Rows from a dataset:
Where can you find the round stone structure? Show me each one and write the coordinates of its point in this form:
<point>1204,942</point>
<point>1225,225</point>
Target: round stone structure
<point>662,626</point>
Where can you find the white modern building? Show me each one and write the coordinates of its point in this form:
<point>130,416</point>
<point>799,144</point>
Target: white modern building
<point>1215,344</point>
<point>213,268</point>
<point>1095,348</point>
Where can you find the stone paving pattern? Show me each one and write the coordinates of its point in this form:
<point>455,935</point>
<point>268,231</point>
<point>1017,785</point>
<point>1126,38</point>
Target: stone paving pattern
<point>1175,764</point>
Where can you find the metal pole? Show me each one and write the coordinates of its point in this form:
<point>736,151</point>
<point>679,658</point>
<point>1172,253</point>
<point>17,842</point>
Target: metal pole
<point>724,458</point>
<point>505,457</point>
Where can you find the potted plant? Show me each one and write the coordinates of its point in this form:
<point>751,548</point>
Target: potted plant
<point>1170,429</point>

▸ **EXERCISE AIM**: Reproduce every line of the rows above verbatim, changing nothing.

▸ **ANSWER FOR THE TASK**:
Where can you find the round stone structure? Show me each one and write the coordinates of its point in this form:
<point>1204,942</point>
<point>1225,225</point>
Target: round stone structure
<point>662,626</point>
Where can you find the white modern building? Show me each one and write the coordinates of its point in this form:
<point>130,416</point>
<point>799,144</point>
Target: white modern building
<point>1215,344</point>
<point>213,268</point>
<point>1095,348</point>
Where can you find the stone paving pattern? Show me each one and write the coordinates of its point in this form:
<point>455,935</point>
<point>268,231</point>
<point>1017,785</point>
<point>1126,38</point>
Target: stone paving pattern
<point>1175,764</point>
Where can you find the metal pole? Show me each one and write the coordinates of its point in this form:
<point>736,151</point>
<point>679,658</point>
<point>1172,253</point>
<point>17,842</point>
Target: metal pole
<point>724,458</point>
<point>505,457</point>
Where can you find the potted plant? Show me each one and write the coordinates of its point in this form:
<point>751,548</point>
Target: potted plant
<point>1170,429</point>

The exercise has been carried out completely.